# [EXERCISE GOAL]
Resume the discussion about Apple blocking SMS in Signal on the iPhone, carrying it on after its last comment.

# [PAGE TEXT]
[START]

Its not flawed. its very accurate.
Okay, haha. If you don't address any of my points, I can't take you seriously. Saying "I'm right" over and over again is not a debate; it's a tantrum.
Apple. I want to use Signal as my only messenger but I can't because Apple won't allow me to send (or receive) SMS messages from it. On Android you can set the default SMS app in Settings > Apps > Default apps > SMS app
Nope, wrong.
You are. By choosing Apple, you are preventing yourself from using SMS on Signal. You don't have the right to use SMS on Signal on iPhone.
Fully agree. 👍🏻
And since Apple has been acting like the (quasi) government to its own iOS fiefdom, making and enforcing its own laws, regulating what is legal or morally acceptable and what’s not, enacting security and policing rules that claim to protect its citizens from harm, as well as taxing businesses (with rates that aren’t determined competitively)… we should be just as skeptical about Apple.
What a government is and acts to its territory, Apple is and does to iOS.

[END]

# [GIVEN INFORMATION]
[START]

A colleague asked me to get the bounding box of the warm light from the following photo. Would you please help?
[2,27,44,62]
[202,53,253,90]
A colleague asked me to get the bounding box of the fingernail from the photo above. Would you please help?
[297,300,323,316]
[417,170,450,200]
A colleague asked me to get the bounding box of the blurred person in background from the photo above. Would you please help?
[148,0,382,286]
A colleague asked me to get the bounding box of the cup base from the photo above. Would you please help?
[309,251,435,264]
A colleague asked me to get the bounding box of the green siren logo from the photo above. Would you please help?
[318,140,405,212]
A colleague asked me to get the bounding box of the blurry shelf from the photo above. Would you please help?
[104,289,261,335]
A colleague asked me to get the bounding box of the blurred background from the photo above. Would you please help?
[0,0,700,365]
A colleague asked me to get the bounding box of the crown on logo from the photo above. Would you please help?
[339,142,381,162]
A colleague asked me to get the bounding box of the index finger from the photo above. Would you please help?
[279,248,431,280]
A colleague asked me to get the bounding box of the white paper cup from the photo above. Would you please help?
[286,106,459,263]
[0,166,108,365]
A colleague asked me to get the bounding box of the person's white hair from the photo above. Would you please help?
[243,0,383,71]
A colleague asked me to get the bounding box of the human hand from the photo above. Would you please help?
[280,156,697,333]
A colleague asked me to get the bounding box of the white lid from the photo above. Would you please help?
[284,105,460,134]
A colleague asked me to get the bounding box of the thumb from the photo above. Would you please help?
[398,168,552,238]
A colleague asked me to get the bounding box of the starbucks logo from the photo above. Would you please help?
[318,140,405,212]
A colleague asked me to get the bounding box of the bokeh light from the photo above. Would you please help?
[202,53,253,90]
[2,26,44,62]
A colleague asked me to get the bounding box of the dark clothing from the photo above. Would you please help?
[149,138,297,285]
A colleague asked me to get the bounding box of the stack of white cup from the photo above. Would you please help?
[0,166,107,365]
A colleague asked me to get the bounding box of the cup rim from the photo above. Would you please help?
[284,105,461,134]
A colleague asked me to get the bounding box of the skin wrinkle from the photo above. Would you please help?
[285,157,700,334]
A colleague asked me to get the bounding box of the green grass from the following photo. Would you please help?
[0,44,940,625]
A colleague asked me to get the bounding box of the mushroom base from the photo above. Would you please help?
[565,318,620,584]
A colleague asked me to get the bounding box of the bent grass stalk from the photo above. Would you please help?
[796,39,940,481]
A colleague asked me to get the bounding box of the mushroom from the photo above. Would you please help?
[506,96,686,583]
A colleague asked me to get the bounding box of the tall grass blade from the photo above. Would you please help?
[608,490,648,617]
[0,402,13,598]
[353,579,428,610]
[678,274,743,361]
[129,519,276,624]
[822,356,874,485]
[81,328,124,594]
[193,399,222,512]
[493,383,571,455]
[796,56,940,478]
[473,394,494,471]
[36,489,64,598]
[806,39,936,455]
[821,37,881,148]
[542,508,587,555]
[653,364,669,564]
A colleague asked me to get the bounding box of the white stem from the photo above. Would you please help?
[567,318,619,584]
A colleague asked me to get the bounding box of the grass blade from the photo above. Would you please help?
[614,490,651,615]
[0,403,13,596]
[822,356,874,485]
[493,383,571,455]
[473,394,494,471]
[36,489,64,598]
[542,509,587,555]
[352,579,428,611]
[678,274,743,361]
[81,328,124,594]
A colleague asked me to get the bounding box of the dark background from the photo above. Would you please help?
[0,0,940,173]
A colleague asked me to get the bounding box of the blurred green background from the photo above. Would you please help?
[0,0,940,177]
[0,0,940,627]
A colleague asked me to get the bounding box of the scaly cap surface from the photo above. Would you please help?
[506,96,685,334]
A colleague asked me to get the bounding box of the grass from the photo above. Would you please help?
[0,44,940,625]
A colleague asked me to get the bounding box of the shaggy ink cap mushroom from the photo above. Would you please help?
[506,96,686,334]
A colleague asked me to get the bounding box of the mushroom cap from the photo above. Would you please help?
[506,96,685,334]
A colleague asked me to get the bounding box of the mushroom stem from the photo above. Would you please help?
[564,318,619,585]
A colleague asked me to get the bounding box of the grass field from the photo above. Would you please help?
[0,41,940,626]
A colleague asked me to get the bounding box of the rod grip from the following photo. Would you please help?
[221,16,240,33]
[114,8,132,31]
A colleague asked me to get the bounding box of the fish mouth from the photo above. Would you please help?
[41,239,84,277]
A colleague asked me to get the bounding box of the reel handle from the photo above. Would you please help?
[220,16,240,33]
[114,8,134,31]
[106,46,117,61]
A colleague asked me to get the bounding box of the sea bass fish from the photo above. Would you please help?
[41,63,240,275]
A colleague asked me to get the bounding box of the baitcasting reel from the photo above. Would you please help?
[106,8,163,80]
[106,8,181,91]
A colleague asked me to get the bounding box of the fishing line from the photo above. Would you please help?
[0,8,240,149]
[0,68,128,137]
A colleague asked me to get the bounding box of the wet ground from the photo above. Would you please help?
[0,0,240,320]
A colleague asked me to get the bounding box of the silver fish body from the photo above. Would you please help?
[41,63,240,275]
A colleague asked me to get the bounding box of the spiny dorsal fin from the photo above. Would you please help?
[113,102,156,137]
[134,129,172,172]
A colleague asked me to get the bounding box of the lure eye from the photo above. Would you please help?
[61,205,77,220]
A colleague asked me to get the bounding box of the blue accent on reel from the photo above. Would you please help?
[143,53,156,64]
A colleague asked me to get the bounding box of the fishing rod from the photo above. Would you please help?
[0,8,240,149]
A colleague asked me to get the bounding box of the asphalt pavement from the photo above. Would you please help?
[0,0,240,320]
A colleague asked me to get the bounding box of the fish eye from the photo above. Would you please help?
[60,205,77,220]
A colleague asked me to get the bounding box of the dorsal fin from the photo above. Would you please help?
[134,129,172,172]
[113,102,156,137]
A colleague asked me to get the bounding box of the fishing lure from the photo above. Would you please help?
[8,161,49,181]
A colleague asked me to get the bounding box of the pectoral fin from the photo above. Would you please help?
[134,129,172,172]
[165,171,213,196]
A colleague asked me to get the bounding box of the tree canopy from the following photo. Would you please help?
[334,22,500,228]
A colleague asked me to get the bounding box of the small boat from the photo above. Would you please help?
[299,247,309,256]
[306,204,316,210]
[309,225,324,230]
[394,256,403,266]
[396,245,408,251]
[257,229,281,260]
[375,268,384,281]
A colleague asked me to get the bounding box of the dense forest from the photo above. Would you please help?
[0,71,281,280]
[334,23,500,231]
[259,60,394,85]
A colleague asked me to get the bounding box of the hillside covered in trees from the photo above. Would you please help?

[END]

# [RESPONSE BELOW]
Except Apple is a corporation. I'm always skeptical of corporations, too. But what's funny is you just described the EU extremely accurately. Should we then sue the EU to force them to change their anti-competitive and immoral taxing of businesses (with rates that aren't determined competitively) and break up their "business model?" It really hampers competition between those European states. ;-)
Freedom of the market of those who want to use another sms app
It's already a free market -- you're free to choose Android any day of the week. I think some people have a fundamental misunderstanding of how a free market actually works.
They do not have to share the tech. They just have to make it interoperable, which means they have to create APIs that other messaging services can use for making their messaging platforms interoperate with iMessage.
Since when do companies have to make something interoperable? Again, there is a fundamental misunderstanding here of free market capitalism (not talking completely unregulated, but somewhat regulated, which is the system we have). I'm under no obligation to let your products have the prime space in my store. None. You are free to choose another store (Android in this case) but my store has rights, too. Namely, to give my products the best placement.
Quite the contrary. Apple can and could protect “protect” their business. They overshot in doing so by resorting to behaviour that was found anticompetitive, illegal - and outlawed by new laws (DMA in Europe).
Toyota doesn’t form a duopoly with ford - and they aren’t serving as a platform for other businesses.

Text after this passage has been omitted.